Challenge: Continue the documentation of the torch-pesq loss function below, picking up after its last sentence.

Reading passage:
Implementation of the widely used Perceptual Evaluation of Speech Quality (PESQ) score as a torch loss function. The PESQ loss alone performs not good for noise suppression, instead combine with scale invariant SDR. For more information see 1,2.
To install the package just run:
$ pip install torch-pesq
import torch
from torch_pesq import PesqLoss
pesq = PesqLoss(0.5,
sample_rate=44100,
)
mos = pesq.mos(reference, degraded)
loss = pesq(reference, degraded)
print(mos, loss)
loss.backward()
The following figures uses samples from the VCTK 1 speech and DEMAND 2 noise dataset with varying mixing factors. They illustrate correlation and maximum error between the reference and torch implementation:
The difference is a result from missing time alignment implementation and a level alignment done with IIR filtering instead of a frequency weighting. They are minor and should not be significant when used as a loss function. There are two outliers which may degrade results and further investigation is needed to find the source of difference.
Validation results for fullband noise suppression:
- Noise estimator: Recurrent SRU with soft masking. 8 layers, width of 512 result in ~1586k parameters of the unpruned model.

Given material:
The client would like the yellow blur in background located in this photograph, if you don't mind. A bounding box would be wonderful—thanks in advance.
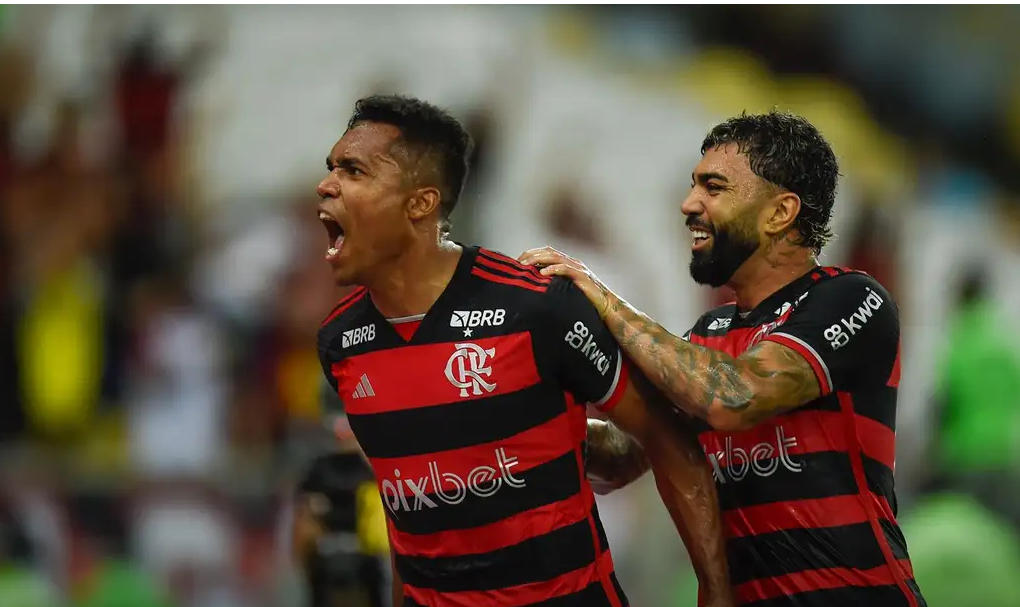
[0,6,1020,607]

The result:
- STFT for signal coding: 512 window length, 50% overlap, hamming window
- Mel filterbank with 32 Mel features
The baseline system uses L1 time domain loss. Combining the PESQ loss function together with scale invariant SDR gives improvement of ~0.1MOS for PESQ and slight improvements in speech distortions, as well as a more stable training progression. Horizontal lines indicate the score of noisy speech.
- End-to-End Multi-Task Denoising for joint SDR and PESQ Optimization
- A Deep Learning Loss Function Based on the Perceptual Evaluation of the Speech Quality
- P.862 : Perceptual evaluation of speech quality (PESQ)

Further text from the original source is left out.